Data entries
#####
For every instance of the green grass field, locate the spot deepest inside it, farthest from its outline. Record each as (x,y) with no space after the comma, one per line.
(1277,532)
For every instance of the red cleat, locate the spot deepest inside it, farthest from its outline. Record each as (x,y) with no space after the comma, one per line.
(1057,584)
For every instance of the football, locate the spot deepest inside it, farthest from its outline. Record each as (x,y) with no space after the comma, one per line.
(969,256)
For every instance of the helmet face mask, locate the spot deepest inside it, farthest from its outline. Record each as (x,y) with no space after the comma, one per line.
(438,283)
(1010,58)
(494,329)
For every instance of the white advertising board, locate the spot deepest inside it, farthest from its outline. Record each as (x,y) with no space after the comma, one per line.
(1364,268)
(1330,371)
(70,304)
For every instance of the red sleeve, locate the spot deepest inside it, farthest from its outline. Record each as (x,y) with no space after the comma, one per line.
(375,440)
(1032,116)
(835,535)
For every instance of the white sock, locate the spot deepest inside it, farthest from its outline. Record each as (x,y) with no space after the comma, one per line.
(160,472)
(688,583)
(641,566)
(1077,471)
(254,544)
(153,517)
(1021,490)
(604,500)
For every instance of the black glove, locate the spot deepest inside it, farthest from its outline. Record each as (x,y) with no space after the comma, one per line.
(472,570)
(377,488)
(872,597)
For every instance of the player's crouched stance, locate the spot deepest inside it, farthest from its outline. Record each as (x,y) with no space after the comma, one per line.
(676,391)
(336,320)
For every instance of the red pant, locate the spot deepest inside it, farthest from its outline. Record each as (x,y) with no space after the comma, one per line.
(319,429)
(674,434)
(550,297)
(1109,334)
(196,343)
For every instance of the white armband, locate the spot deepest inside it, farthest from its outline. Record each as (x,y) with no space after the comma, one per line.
#####
▶ [Exercise details]: Every record should be retyped so that it matches the original exactly.

▶ [Task solution]:
For every instance of the green grass field, locate the spot deepest inside it, farthest from its outline. Record each as (x,y) with no space after the comma, one per line.
(1277,532)
For every instance of the red cleat, locate the spot deepest inside it, farthest from its outline. Record each as (x,y) with no space after the comma, one per line.
(1057,584)
For every instance of the football, locate the spot deepest inside it, farthest from its outline. Record each as (x,y) with no space after the comma, one per line.
(969,256)
For every instance of the helmet face mask, locate the spot deepest inside it, farthest from its outline. Record each as (x,y) with no space after the comma, one per line.
(438,283)
(1010,58)
(494,329)
For every instance of the white advertising board, locate the spot deepest inside it, farthest from its outline. Record each as (x,y) with no space after the comma, one per line.
(1364,268)
(1330,371)
(70,304)
For every instance of the red sleeve, locate the spot deepest inside it, farthest from its outline. Record each as (x,y) with no space after the comma, one per line.
(375,440)
(1032,116)
(835,535)
For every instance of the white sock, locate the spot deepest inside it, farthest from its outline. Record each as (x,y) with no space after the comma, one per line.
(160,472)
(688,583)
(641,566)
(1077,471)
(254,544)
(153,517)
(1021,490)
(604,500)
For every instance of the black glove, locate the spot deepest inside it, farthest from its outline. Record each as (x,y) with no space after the comma, one per line.
(472,570)
(377,488)
(872,597)
For every instance of the player's crouched stance, locate the spot deepest inside it, farthest from its outline. Record each as (x,y) with no space after the comma, one per line.
(676,391)
(336,320)
For every instance of the red pant, locate the spot deepest inside it, farthest from its outline. Record each as (x,y) with no space after the comma, one per line.
(319,429)
(674,434)
(550,297)
(1109,334)
(196,343)
For every instance of the white armband, locate the spot deepest inside it, farthest from its outline. Record each as (x,y) with no space after the comma, one per line.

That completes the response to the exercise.